[Excerpts of location labeling data]
--------------------
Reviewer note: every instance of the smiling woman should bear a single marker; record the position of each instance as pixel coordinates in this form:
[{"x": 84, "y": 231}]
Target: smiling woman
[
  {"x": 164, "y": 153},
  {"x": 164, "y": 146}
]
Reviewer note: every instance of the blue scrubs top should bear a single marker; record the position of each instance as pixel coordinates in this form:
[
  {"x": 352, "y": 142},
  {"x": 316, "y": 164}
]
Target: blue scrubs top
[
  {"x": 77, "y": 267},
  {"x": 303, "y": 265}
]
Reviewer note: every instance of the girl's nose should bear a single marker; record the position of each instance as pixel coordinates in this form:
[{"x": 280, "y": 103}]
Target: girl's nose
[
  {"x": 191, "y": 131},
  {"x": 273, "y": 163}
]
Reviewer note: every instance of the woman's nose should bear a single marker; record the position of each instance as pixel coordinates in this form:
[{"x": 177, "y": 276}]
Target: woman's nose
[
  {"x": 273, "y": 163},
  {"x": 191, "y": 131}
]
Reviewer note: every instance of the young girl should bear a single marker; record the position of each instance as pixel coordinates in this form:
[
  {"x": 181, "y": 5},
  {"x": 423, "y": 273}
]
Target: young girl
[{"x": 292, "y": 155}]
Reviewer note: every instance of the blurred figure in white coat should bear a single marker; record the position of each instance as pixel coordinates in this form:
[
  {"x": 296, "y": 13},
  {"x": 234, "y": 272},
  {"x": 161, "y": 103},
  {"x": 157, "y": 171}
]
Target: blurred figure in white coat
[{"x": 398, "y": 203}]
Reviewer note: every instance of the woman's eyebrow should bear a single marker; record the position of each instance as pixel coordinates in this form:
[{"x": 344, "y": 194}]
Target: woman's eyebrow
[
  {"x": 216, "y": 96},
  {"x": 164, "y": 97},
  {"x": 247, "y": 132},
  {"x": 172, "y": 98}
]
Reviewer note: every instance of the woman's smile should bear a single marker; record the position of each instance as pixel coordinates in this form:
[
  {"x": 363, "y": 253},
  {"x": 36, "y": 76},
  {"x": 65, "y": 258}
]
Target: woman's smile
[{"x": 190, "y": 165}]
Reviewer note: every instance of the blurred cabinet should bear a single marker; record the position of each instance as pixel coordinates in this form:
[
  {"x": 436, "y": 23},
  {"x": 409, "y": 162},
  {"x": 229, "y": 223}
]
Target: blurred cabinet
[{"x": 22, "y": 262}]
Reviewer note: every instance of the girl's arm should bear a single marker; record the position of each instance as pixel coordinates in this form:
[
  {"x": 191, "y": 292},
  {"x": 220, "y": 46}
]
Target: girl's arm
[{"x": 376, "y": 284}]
--------------------
What to work on
Give the listing above again, word for word.

Complete response
Reviewer note: every instance of the smiling woman should bear a single marker; record the position of each instance as pixel coordinates in this form:
[{"x": 84, "y": 231}]
Target: smiling woman
[
  {"x": 164, "y": 153},
  {"x": 164, "y": 146}
]
Reviewer note: every instance of the blue scrubs top should bear a single marker; record the position of each instance as pixel coordinates in this form:
[
  {"x": 352, "y": 142},
  {"x": 316, "y": 164}
]
Target: blue scrubs top
[
  {"x": 77, "y": 267},
  {"x": 303, "y": 265}
]
Reviewer note: every instance of the girl's nose should bear a single marker; record the position of each instance as pixel coordinates in this form:
[{"x": 280, "y": 103}]
Target: girl's nose
[
  {"x": 191, "y": 131},
  {"x": 273, "y": 163}
]
Reviewer note: every instance of the woman's nose should bear a single marker; record the position of each instance as pixel coordinates in this form:
[{"x": 177, "y": 276}]
Target: woman's nose
[
  {"x": 273, "y": 163},
  {"x": 191, "y": 131}
]
Reviewer note: every instance of the young girl should bear a single marker; record the position of each instance as pixel coordinates in this form:
[
  {"x": 181, "y": 5},
  {"x": 423, "y": 273}
]
Target: young girl
[{"x": 292, "y": 155}]
Reviewer note: every instance of the blurred figure in white coat should bear a single marker; record the position of each instance as pixel coordinates in this form:
[
  {"x": 296, "y": 13},
  {"x": 234, "y": 272},
  {"x": 161, "y": 103},
  {"x": 157, "y": 171}
]
Target: blurred figure in white coat
[{"x": 398, "y": 203}]
Reviewer note: every instance of the woman's eyebrow should bear a single marker; record the position of each instance as pixel coordinates in this form:
[{"x": 344, "y": 194}]
Target: woman's eyebrow
[
  {"x": 216, "y": 96},
  {"x": 164, "y": 97},
  {"x": 247, "y": 132},
  {"x": 172, "y": 98}
]
Reviewer note: every instance of the woman's smile should bear a single marker; record the position of each instance as pixel coordinates in this form:
[
  {"x": 363, "y": 253},
  {"x": 36, "y": 76},
  {"x": 65, "y": 258}
]
Target: woman's smile
[{"x": 190, "y": 165}]
Reviewer note: every instance of the blurred cabinet should bear a single marker; record the position of each instance as pixel coordinates in this form:
[
  {"x": 436, "y": 23},
  {"x": 409, "y": 162},
  {"x": 229, "y": 223}
]
Target: blurred cabinet
[{"x": 22, "y": 262}]
Reviewer note: every instance of the girl's arm should bear a single marker; record the position of each instance as pixel coordinates in this form:
[
  {"x": 191, "y": 292},
  {"x": 220, "y": 46}
]
Target: girl's arm
[{"x": 376, "y": 284}]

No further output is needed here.